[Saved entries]

============================================================

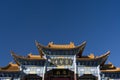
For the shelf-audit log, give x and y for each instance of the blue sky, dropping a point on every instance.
(61, 21)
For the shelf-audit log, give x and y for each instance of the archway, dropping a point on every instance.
(59, 74)
(32, 77)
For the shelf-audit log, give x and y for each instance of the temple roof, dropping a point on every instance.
(30, 57)
(91, 57)
(61, 47)
(109, 68)
(10, 68)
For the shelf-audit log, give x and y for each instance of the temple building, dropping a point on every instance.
(60, 62)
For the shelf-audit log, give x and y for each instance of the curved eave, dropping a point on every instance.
(103, 58)
(80, 48)
(23, 58)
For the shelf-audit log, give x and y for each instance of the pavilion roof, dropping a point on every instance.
(51, 46)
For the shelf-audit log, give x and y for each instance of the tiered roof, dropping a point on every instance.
(67, 47)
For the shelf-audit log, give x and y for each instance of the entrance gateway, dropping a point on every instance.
(59, 62)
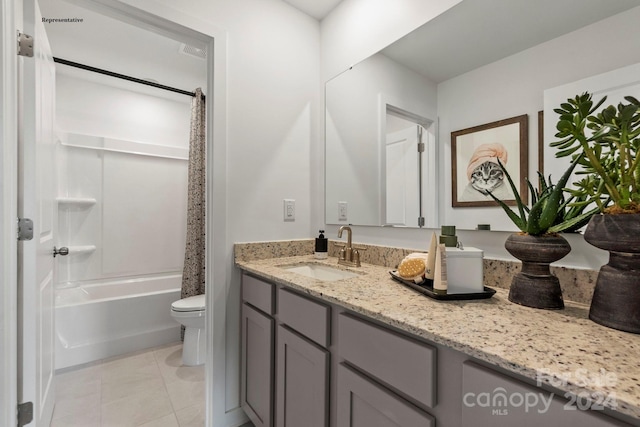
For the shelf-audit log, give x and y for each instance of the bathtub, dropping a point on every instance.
(99, 320)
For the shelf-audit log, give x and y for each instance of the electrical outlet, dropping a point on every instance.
(342, 211)
(289, 210)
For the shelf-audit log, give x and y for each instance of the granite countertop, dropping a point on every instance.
(560, 348)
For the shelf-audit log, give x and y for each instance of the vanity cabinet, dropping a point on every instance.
(257, 366)
(303, 381)
(309, 363)
(365, 403)
(302, 385)
(257, 353)
(385, 379)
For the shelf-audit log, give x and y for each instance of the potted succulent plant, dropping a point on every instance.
(607, 141)
(539, 244)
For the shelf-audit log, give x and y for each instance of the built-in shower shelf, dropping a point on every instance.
(76, 201)
(81, 249)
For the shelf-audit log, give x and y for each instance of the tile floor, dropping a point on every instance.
(149, 388)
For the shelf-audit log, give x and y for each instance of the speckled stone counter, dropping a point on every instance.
(575, 354)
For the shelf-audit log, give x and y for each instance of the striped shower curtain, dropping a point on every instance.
(193, 274)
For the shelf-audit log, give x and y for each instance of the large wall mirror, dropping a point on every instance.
(389, 118)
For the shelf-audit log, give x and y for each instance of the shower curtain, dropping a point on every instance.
(193, 274)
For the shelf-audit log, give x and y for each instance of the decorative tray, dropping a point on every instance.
(426, 288)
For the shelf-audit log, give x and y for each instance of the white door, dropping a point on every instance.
(402, 178)
(37, 190)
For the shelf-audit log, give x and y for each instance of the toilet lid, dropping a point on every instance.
(195, 303)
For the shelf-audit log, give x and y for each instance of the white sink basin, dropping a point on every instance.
(320, 272)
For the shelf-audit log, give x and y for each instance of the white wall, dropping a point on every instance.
(506, 88)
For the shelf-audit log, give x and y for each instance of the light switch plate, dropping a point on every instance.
(289, 210)
(342, 211)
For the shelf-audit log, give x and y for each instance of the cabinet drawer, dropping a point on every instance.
(257, 293)
(491, 398)
(403, 364)
(362, 402)
(306, 316)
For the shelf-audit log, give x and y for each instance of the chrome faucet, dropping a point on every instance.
(348, 255)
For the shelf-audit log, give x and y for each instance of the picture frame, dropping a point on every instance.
(474, 165)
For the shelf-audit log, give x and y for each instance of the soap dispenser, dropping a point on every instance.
(321, 246)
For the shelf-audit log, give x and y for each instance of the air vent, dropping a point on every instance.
(193, 51)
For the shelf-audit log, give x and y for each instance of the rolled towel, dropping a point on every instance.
(412, 269)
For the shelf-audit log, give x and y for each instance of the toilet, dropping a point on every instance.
(190, 313)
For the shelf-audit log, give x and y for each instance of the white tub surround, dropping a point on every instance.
(518, 339)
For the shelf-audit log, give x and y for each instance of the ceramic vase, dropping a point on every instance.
(616, 298)
(535, 286)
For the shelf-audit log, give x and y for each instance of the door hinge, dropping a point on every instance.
(25, 229)
(25, 413)
(25, 45)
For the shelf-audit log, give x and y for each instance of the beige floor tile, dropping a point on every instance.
(131, 386)
(191, 416)
(149, 388)
(80, 419)
(168, 421)
(125, 367)
(170, 365)
(136, 409)
(68, 404)
(185, 393)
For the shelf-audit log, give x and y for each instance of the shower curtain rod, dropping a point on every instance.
(123, 77)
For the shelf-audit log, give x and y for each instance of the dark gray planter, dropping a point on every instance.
(616, 298)
(535, 286)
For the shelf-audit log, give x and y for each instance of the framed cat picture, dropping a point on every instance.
(475, 170)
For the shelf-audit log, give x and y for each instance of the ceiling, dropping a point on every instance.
(478, 32)
(315, 8)
(106, 43)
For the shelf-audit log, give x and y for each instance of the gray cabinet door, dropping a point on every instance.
(257, 366)
(302, 397)
(364, 403)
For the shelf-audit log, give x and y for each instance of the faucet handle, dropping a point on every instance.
(356, 257)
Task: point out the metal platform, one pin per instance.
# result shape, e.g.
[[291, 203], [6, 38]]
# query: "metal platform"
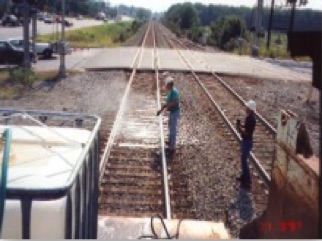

============================================================

## Problem to solve
With the pictures excluded, transcribe word for word only the lines from the one containing "ceiling, dropping a point on every instance." through the last line of the records.

## Task answer
For the shelf-audit log, give x and y for each instance of the ceiling, dropping a point on every instance.
(478, 32)
(315, 8)
(106, 43)
For the shelf-audit log, give x and y for each instance of the gray cabinet door, dropping a point on every instance.
(257, 366)
(302, 397)
(364, 403)
For the shelf-audit log, give x and y for each instance of the faucet handle, dropping a point on every instance.
(356, 257)
Task: point out the metal platform, one pin per instance.
# result shape, e.g.
[[291, 203], [6, 38]]
# query: "metal platform"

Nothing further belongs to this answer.